La langue latine ne désarme pas. Peu à peu minorée, voire marginalisée dans l’enseignement, elle reste en embuscade dans notre quotidien et ressurgit par plus d’un détour. Elle a réussi un récent coup d’éclat avec le mot de l’année 2021 choisi par les internautes du Soir et de la RTBF : ultracrépidarianisme. Apparu dans sa version anglaise – ultracrepidarianism – dès 1819, le mot n’a connu sa graphie française qu’il y a peu, en 2014.

L’ultracrépidarianisme antique

À l’origine du terme, dont la complexité nargue notre mémoire, une anecdote racontée par Pline l’Ancien, dans son Histoire naturelle, au chapitre consacré à la peinture. Le peintre Apelle, raconte-t-il, un tableau fini, l’exposait à la vue des passants et à leur jugement critique. Un cordonnier lui reprocha d’avoir mal dessiné une sandale. Fier de voir le défaut corrigé, le cordonnier critiqua aussi la jambe. Apelle lui répondit vertement qu’un cordonnier n’avait rien à dire au-delà de la chaussure. Un proverbe était né : Sutor, ne ultra crepidam. « Cordonnier, pas au-dessus de la sandale. » Souvent rapproché de cet autre adage : « Chacun son métier et les vaches seront bien gardées. »

▸ **Consigne**
Poursuivez le texte consacré à l’ultracrépidarianisme à partir de sa dernière phrase.

▸ **Données**
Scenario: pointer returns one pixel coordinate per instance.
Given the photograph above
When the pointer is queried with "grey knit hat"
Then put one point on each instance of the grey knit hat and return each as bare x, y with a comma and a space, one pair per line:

▸ **Réponse rédigée**
Parler de la jambe en n’étant connaisseur que de la sandale, voilà en quoi consiste l’ultracrépidarianisme. Le mot de l’année est censé être représentatif d’une tendance dominante : 2021 aurait donc vu fleurir propos et avis exprimés en dehors du champ de compétence de leur auteur.

Cette tentation de confondre simple opinion et avis autorisé par une expertise a traversé le temps. Au Ve siècle avant Jésus-Christ, Socrate s’adresse au jeune Euthydémos, qui aspire à être homme d’État sans avoir aucun maître en politique. Par comparaison, Socrate imagine, en ironisant, le discours d’un jeune qui souhaite devenir médecin. « De personne jamais, Athéniens, je n’ai appris l’art de la médecine, ni recherché comme maître pour moi aucun des médecins. Car, de tout temps, je me suis gardé non seulement d’apprendre quoi que ce soit des médecins, mais même de paraître avoir appris cet art. Malgré tout, confiez-moi la tâche de médecin. Car j’essaierai d’apprendre à coups d’expériences risquées sur vous[1]. » Tous les assistants éclatent de rire.

L’ultracrépidarianisme contemporain

Et nous ? Rions-nous aujourd’hui au spectacle de l’incompétence bavarde ? Ou sourions-nous seulement ?

Sourions-nous d’une petite balade sur les forums de discussion ou les réseaux sociaux, qui nous balance combien d’avis non accrédités par une compétence sur le sujet, et souvent d’autant plus péremptoires qu’ils sont infondés ? Comme si la diffusion tous azimuts, le nombre de suiveurs et d’approbations élevaient soudain, par miracle, une opinion au rang de vérité dûment estampillée.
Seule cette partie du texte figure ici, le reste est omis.